- [Task objective] In the product liability act text below, what year is given for the adoption of the Restatement, Third of Torts: Products Liability?

* Start Document section *

Product Liability Act

Product Liability Act

Summary

The Model Product Liability Act (“Model PLA”) provides legislators with core product liability provisions reflecting the best practices of the states.  Approximately twenty states have codified their product liability laws; several did so based on the original ALEC model Product Liability Act adopted in 1995 (“the 1995 Act”).  The current Model PLA updates the 1995 Act to reflect three sets of developments:  tort law theories advanced in legislatures and courts since 1995; product liability laws adopted in state legislatures since the 1995; and the adoption of the Restatement, Third of Torts: Products Liability in 1998.  The goal of this updated Model PLA is to preserve the original intent of the 1995 Act, particularly where some courts have gone astray.

 This Model PLA also assures that the ALEC’s model product liability act is internally consistent with the model acts ALEC has adopted since 1995.  Specifically, ALEC has adopted separate model legislation to (1) address specific areas of product liability law, such as the effect of a product’s compliance with government regulations, a statute of repose, and the assumption of risk defense; (2) address reliability in expert testimony, which is applicable to any lawsuit but particularly important in product liability cases; and (3) address issues related to asbestos and silica litigation.  When developing comprehensive product liability legislation, state legislators should consider incorporating these model acts, which are cross-referenced below.

Model Policy

 {Title, enacting clause, etc.}

 Section 1. {Title.}

This Act shall be known and may be cited as the Product Liability Act.

 Section 2. {Definitions.}

The following shall have the meaning set forth below, unless the context clearly requires otherwise:

(A) “Claimant” means any person, including a class of persons, who brings a product liability action, and if such an action is brought through or on behalf of an estate, the term includes the claimant’s decedent, or if such an action is brought through or on behalf of a minor, the term includes the claimant’s parent or guardian.

* End Document section *
* Start Data section *

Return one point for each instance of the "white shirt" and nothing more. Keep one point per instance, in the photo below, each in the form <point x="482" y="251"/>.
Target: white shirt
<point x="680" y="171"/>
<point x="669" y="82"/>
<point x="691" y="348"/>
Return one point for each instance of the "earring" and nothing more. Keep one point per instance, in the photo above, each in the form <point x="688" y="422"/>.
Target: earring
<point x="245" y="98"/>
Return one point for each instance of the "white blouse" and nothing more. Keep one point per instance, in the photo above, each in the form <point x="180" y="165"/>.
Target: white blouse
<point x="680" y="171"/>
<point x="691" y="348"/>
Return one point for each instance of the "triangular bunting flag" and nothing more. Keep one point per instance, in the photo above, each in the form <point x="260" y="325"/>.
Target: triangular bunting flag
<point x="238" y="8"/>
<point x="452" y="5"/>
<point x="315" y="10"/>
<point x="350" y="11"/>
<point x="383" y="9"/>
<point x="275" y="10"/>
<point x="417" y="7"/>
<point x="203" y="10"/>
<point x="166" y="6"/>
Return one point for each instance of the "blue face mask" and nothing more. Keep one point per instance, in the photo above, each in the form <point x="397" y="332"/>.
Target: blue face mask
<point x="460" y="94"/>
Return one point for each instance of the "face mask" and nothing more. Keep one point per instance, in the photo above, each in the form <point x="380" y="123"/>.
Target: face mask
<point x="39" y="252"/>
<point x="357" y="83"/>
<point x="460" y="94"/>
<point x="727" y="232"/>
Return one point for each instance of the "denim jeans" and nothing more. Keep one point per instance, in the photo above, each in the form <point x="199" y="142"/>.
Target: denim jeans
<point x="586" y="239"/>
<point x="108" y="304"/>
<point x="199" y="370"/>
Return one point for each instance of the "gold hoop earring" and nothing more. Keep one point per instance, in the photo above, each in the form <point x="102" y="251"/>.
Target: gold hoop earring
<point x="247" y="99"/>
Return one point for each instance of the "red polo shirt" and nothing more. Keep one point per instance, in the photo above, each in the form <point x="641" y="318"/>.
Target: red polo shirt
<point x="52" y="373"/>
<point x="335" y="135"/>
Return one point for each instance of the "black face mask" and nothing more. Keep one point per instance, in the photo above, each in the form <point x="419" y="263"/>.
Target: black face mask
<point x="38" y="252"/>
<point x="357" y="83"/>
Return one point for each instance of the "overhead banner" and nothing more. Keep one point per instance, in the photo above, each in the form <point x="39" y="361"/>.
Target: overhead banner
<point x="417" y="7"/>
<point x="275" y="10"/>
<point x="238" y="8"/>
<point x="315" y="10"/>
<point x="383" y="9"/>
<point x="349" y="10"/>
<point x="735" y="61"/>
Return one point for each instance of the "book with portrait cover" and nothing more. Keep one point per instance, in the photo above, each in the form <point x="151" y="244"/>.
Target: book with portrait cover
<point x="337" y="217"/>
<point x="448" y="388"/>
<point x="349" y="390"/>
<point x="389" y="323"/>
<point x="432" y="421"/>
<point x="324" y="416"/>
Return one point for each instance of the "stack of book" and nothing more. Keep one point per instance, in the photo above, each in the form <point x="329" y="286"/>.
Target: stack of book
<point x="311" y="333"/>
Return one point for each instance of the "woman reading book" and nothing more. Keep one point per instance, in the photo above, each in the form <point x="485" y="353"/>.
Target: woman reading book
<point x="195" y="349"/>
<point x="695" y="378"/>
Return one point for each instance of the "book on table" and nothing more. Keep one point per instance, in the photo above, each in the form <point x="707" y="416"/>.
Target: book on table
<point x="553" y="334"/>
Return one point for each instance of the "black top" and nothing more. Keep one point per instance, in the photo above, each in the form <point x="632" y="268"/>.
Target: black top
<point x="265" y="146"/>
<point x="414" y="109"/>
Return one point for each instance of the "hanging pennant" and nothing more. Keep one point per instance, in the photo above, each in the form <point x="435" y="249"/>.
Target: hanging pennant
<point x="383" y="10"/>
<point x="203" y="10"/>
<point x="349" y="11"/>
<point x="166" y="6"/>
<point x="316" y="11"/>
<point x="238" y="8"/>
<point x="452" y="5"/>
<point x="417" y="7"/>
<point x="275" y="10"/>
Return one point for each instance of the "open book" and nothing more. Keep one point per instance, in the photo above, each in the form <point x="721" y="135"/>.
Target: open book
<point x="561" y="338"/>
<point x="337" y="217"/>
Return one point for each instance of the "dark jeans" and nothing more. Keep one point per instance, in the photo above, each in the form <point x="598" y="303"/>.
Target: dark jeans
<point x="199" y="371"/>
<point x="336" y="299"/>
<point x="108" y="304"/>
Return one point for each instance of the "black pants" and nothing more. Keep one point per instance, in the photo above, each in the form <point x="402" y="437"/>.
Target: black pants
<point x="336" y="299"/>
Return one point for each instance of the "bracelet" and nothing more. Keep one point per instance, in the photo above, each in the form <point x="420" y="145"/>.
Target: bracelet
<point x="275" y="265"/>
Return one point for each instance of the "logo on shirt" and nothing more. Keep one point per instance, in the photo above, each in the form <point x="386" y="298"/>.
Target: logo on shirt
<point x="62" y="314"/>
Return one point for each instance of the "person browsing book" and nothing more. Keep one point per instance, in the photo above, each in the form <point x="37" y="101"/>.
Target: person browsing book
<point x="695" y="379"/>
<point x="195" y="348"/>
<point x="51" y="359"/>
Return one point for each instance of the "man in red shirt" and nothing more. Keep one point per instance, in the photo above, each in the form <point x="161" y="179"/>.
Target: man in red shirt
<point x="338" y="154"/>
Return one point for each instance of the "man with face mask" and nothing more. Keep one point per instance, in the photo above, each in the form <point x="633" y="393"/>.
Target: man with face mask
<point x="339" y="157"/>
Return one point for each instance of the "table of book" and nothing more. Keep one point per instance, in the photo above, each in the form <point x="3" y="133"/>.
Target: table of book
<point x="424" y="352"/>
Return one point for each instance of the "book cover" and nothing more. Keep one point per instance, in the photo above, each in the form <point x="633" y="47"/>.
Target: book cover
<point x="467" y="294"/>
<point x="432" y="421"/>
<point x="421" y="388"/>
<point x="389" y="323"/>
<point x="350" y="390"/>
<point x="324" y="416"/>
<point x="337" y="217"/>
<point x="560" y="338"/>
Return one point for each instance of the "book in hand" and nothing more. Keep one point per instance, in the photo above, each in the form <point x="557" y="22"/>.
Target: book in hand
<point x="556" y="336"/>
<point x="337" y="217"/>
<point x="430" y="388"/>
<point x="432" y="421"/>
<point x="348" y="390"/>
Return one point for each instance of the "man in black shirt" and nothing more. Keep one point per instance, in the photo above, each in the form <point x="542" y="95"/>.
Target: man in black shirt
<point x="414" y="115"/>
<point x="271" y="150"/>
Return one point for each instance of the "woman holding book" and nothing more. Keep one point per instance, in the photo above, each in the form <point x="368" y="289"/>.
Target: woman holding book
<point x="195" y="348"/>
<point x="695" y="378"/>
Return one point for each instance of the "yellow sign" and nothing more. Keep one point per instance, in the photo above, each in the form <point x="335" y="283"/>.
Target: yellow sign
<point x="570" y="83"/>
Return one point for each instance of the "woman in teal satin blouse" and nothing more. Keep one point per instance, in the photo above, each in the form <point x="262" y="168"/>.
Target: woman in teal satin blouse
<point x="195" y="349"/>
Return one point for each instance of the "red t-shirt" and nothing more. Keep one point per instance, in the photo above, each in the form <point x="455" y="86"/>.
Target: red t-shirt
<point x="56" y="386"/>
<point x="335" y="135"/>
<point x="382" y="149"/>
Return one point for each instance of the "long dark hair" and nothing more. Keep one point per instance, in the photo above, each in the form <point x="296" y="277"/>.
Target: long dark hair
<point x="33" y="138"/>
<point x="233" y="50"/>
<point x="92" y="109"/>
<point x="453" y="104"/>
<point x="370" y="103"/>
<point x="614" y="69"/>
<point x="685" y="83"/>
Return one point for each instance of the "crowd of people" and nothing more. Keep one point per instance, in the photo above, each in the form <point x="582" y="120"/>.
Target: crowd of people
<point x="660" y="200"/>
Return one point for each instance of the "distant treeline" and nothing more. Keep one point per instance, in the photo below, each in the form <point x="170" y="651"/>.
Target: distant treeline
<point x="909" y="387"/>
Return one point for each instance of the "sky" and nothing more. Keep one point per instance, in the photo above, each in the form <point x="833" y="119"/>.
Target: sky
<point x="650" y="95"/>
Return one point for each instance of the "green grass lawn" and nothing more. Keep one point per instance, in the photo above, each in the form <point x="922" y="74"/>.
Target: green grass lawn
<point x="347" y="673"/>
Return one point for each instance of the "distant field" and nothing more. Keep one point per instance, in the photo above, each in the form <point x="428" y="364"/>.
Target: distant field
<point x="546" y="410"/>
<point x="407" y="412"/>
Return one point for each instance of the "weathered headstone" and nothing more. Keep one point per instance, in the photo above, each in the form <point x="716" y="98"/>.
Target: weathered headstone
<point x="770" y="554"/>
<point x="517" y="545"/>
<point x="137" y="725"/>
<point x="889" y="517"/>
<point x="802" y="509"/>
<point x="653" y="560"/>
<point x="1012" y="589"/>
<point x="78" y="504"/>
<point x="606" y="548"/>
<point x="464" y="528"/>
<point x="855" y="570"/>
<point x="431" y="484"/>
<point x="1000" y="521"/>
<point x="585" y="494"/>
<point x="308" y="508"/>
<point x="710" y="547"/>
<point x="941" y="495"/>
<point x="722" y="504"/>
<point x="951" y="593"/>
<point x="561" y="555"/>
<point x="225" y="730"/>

* End Data section *

- [Correct output] 1998